Task to complete:
All the data beneath this line is to be reproduced exactly.

Data in this exercise:
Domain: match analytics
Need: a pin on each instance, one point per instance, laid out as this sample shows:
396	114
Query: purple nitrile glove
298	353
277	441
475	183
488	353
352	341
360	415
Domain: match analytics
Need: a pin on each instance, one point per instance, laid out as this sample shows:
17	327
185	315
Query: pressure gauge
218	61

Solution to this task:
Domain: match analytics
Need: a pin on each instance, one point per instance, laid out as this sample shows:
396	114
Query: purple nitrile glove
298	353
277	441
475	183
488	353
352	341
360	415
Domain: match analytics
Need: a pin on each instance, one point per instance, laid out as this sample shows:
17	327
185	315
Query: pressure gauge
218	61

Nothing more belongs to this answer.